> [任务要求]: 根据下面这篇讲调试 Flink 命令行入口的文档片段，如果报错找不到 FlinkYarnSessionCli 的类，应该把哪个 jar 包加进去？

> [文档片段]:

为了调试, 需要将hadoop的依赖包加进去…
否则会报找不到HADOOP_CLASSPATH异常…


如果报 找不到FlinkYarnSessionCli的类 就把flink-dist_2.11-1.12.2.jar 也加进去…

/opt/tools/flink-1.12.2/lib/flink-dist_2.11-1.12.2.jar

3.3. 构建测试入口类: CliFrontendTest
在test代码块新建类CliFrontendTest ,用于测试.

   package boyi;

import org.apache.flink.client.cli.CliFrontend;

public class CliFrontendTest {

    public static void main(String[] args) {

        String [] param = new String[8] ;
        param[0] = "run" ;
        param[1] = "-t" ;
        param[2] = "yarn-per-job" ;
        param[3] = "-c" ;
        param[4] = "org.apache.flink.streaming.examples.socket.SocketWindowWordCount" ;
        param[5] = "/opt/tools/flink-1.12.2/examples/streaming/SocketWindowWordCount.jar" ;
        param[6] = "--port" ;
        param[7] = "9999" ;

        CliFrontend.main(param);

    }
}


四 . CliFrontend


4.1. CliFrontend#main
先从程序的入口开始看起…


    /**
     * env :
     *
     * FLINK_CONF_DIR=/opt/tools/flink-1.12.2/conf;log.file=/opt/tools/flink-1.12.2/log/flink-sysadmin-client-BoYi-Pro.local.log ;log4j.configuration=file:/opt/tools/flink-1.12.2/conf/log4j-cli.properties ;log4j.configurationFile=file:/opt/tools/flink-1.12.2/conf/log4j-cli.properties ;logback.configurationFile=file:/opt/tools/flink-1.12.2/conf/logback.xml
     *
     *
     * org.apache.flink.client.cli.CliFrontend
     * run -t yarn-per-job -c org.apache.flink.streaming.examples.socket.SocketWindowWordCount /opt/tools/flink-1.12.2/examples/streaming/SocketWindowWordCount.jar --port 9999
     *
     * 提交函数
     * Submits the job based on the arguments.

> [所给信息]:
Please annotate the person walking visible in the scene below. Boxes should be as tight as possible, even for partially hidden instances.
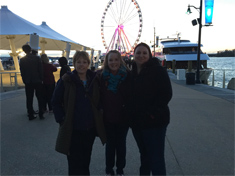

> [练习答案]: 应加入 flink-dist_2.11-1.12.2.jar，路径为 /opt/tools/flink-1.12.2/lib/flink-dist_2.11-1.12.2.jar。